■ EXCERPTED PASSAGE ■
"Education: A Debt Due from Present to Future Generations"- George Peabody, 1852

PEABODY SCHOOL HISTORY PROJECT

PROJECT MOTTO:

 


"EDUCATION: A DEBT DUE FROM PRESENT TO FUTURE GENERATIONS."

 

One of the poor children who benefited from John Endecott’s order lived on the Old Boston Road (Washington Street) at the turn of the nineteenth century. The few years of schooling that George Peabody received during his lifetime were spent at the first school in the Center district located on the square in the southern village of Danvers (now Peabody).

After attaining great success and wealth, Peabody never forgot the education he received in the common schools. He was invited by town officials to attend the celebration in June 1852 that marked the one hundredth anniversary of the separation of Danvers from Salem,

 

Danvers Centennial Celebration, 1852 – Tents erected in the South Parish

From a woodcut in "Gleason’s Pictorial" published in Chronicles of Danvers by Harriet Sylvester Tapley.

 

Peabody declined the invitation in a letter from London, dated 26th May, 1852. "I should have the greatest pleasure in joining in your interesting celebration there, if possible. The early associations of my life are clustered around our ancient town. It was, as many of you know, in a very humble house in the South Parish that I was born, and from the Common Schools of that Parish, such as they were in 1803 to 1807, I obtained the limited education my parents means could afford; but to the principles there inculcated in childhood and early youth, I owe much of the foundation for such success as Heaven has been pleased to grant me during a long business life. Though my manhood, before coming to England, was spent in Baltimore, (which shares with my native town in my kindest feelings,) I still cherish the recollections of my earlier days, and anticipate, with much pleasure, a visit to the Old Parish, that I may witness the great strides I am told you have been making in wealth and improvements." (Account of the Centennial Celebration at Danvers, Mass., 1852, p. 167-171.)

Peabody also enclosed a sealed envelope with instructions that it should not be opened until the toasts were being proposed. Following many speeches a toast was made to George Peabody of London, the seal of the envelope was broken and the sentiment he proposed was read: "Education – a debt due from present to future generations."

He wrote, "In acknowledgment of the payment of that debt by the generation which preceded me in my native town of Danvers, and to aid in its prompt future discharge, I give to the inhabitants of that town the sum of twenty thousand dollars for the promotion of knowledge and morality among them." - George Peabody, William Desmond Chapple, Peabody Museum of Salem, Mass., 1948, p. 10.

■ COLLECTED DATA ■
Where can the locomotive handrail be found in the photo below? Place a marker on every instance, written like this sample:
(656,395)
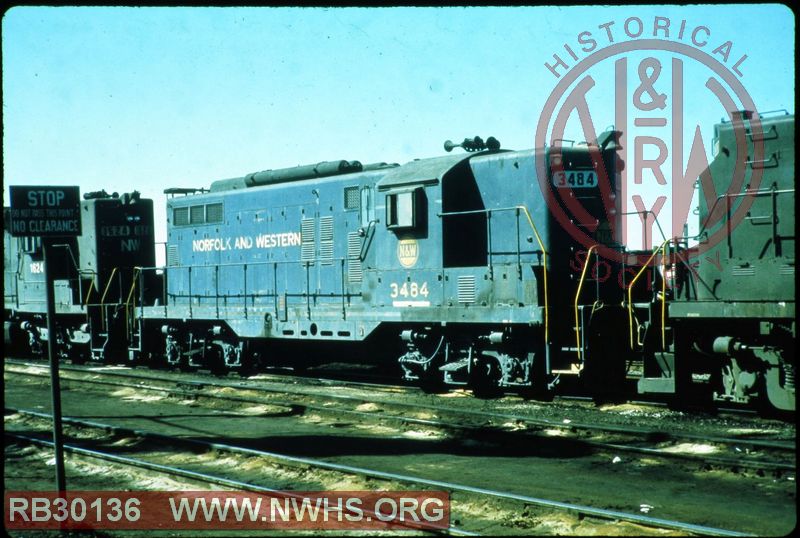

■ PROBLEM SET ■
a: In the Peabody School History Project page, how much money did George Peabody give to the inhabitants of Danvers?
b: From the Peabody School History Project page, extract the part that opens with the words containing "After attaining great" and closes with "Harriet Sylvester Tapley.".
c: Continue the Peabody School History Project page from the point where it stops.
The listing comes from a different source than the Peabody School History Project page.

■ ANSWER SET ■
a: Twenty thousand dollars.

b:
After attaining great success and wealth, Peabody never forgot the education he received in the common schools. He was invited by town officials to attend the celebration in June 1852 that marked the one hundredth anniversary of the separation of Danvers from Salem,

 

Danvers Centennial Celebration, 1852 – Tents erected in the South Parish

From a woodcut in "Gleason’s Pictorial" published in Chronicles of Danvers by Harriet Sylvester Tapley.

c:
In 1867, when Peabody visited the town of Danvers for the purpose of meeting the children of various public schools, graduates of the High School and citizens, he said, "It is especially fitting, my friends, that the work of education should be zealously carried on in this ancient town and county, that we do no discredit to the ancestors who inaugurated that work. The first land holder of Danvers – John Endicott – was the first to suggest the system of free common schools, to which Massachusetts owes so much, and which, from the little germ planted in this very town…have grown up to bear fruit not alone for the locality and State, but it has spread its branches more and more widely and is shedding its blessings on every portion of our great country." - "George Peabody at Danvers", Danvers Monitor Extra, 4/17/1867

 

 NOTES:

Biographer Franklin Parker writes, "International merchant and financier, benefactor of numerous philanthropies both in the United States and England, and the first American to be named an honorary citizen of the City of London, George Peabody never departed from the Puritan principles of industry, frugality, and humility by which he was reared. Born in 1795 to a Massachusetts family of modest means, Peabody received only four years of formal education. He was making his own way at the age of seventeen. By the time he was twenty-two, he had amassed more than forty thousand dollars; when he was thirty-two his assets amount to $85,000. After moving to London in 1837, Peabody gained a multi-million dollar fortune through shrewd investments and a reputation for impeccable honesty and integrity. It is for his philanthropies, however, that Peabody is best remembered. A bachelor he decided early to devote himself to the support of deserving causes. The Peabody Institute in Baltimore is considered a forerunner of the numerous foundations in America today. Peabody Institutes in other cities, Peabody Public Libraries, Peabody Museums of Science, the Peabody Conservatory of Music, and the Peabody Homes for the ‘industrious poor’ in London all owe their existence to the benevolence of George Peabody. In the Southern states after the Civil War, he established the Peabody Education Fund, which made the free education of all races a public obligation. From this movement emerged George Peabody College or Vanderbilt University in Nashville, Tennessee, still regarded as one of the premier schools of education in this country." (Franklin Parker, "George Peabody – A Biography", Vanderbilt University Press, Nashville, Tennessee, 1995)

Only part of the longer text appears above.